(Point labeling dataset excerpts)
·····
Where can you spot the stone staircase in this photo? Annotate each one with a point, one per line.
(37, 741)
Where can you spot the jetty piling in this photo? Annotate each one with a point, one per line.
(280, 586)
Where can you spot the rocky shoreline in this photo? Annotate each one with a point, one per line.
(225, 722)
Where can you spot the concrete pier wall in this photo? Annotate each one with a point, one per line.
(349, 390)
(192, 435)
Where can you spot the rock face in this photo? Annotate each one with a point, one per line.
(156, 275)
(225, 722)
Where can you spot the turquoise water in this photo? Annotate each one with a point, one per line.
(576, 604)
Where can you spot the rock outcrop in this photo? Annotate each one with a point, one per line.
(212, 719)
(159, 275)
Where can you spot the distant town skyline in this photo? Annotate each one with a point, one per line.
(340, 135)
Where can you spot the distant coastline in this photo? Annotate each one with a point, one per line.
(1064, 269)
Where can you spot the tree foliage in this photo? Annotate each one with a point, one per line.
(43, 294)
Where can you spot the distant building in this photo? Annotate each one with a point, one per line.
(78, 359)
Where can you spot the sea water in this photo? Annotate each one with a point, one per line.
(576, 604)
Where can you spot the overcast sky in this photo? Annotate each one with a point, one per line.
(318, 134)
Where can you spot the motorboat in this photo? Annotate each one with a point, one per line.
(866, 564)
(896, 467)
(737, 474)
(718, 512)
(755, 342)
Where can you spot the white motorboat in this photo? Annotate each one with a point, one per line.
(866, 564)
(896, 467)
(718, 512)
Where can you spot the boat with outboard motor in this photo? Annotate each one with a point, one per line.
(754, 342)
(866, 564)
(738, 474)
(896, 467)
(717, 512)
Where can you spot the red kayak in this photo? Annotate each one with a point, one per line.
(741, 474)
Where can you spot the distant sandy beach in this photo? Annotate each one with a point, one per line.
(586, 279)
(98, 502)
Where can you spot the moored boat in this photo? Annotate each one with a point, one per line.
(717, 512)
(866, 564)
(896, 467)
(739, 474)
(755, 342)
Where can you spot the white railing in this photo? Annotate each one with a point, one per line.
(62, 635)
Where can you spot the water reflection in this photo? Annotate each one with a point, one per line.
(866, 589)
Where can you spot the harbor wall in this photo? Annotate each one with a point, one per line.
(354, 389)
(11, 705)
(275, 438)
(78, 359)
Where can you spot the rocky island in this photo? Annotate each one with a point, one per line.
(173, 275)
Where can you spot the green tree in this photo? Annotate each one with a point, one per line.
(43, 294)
·····
> Exercise instructions:
Write all of the records out again exactly.

> Correct response:
Where can you spot the stone staircase in this photo? Annotate each one with a point, one per line.
(37, 741)
Where can you spot the jetty piling in this photo? Annotate each one with a point, one per line.
(280, 586)
Where can you spot the rocky shoreline in this photo? Annotate each one with a point, one per line.
(225, 722)
Where can you spot the concrete pier wall in this photo? Annotate each one with a point, one per line.
(349, 390)
(192, 435)
Where can you spot the rock face in this photo? Annotate each one with a point, one per line.
(156, 275)
(225, 722)
Where can you spot the turquoise water in this photo? Annotate each one with a point, one per line.
(576, 604)
Where can you spot the rock outcrop in this photo? Annotate each one with a point, one per line.
(212, 719)
(159, 275)
Where can you spot the distant town skyline in this photo? Annotate each one with a point, one per line.
(340, 135)
Where can you spot the distant coastline in this photo? Annotate each one with a point, one per line.
(1064, 269)
Where can you spot the tree foliage in this photo? Annotate each one with a point, one per line.
(43, 294)
Where can you spot the distant building in this photo? Annotate each one with a point, one per line.
(78, 359)
Where can you spot the sea water in this photo? Annotate each one with a point, one per line.
(576, 604)
Where can you spot the overcast sky in this photo? Annotate each one with a point, one per line.
(318, 134)
Where can you spot the motorboat in this photo? Annotate each one with a point, one per line.
(866, 564)
(896, 467)
(737, 474)
(718, 512)
(755, 342)
Where can you spot the white motorboat in this photo? Annotate each one with a point, one per line.
(866, 564)
(896, 467)
(718, 512)
Where can you spot the boat with outboard motor in this photo? Annotate each one with a point, one per line.
(754, 342)
(866, 564)
(738, 474)
(896, 467)
(717, 512)
Where can you spot the red kayak in this photo? Annotate each one with a point, one per line.
(741, 474)
Where can you spot the distant sandy beach in this photo? Annotate each one with a point, one per line.
(586, 279)
(98, 502)
Where can you spot the moored boat in this photo? Annotate each one with a point, one per line.
(717, 512)
(866, 564)
(896, 467)
(739, 474)
(755, 342)
Where can you spot the white railing in this photo? Annotate each one with a point, one per line.
(62, 635)
Where can you spot the water reflection in this photo? Annotate each one with a point, one per line.
(866, 589)
Where can you spot the harbor wall in this photo? Annotate each one with a point, one per line.
(354, 389)
(11, 705)
(275, 438)
(78, 359)
Where can you spot the rocky island in this photo? Annotate each one with a point, one per line.
(173, 275)
Where can you spot the green tree in this photo? Annotate each one with a point, one per line.
(43, 294)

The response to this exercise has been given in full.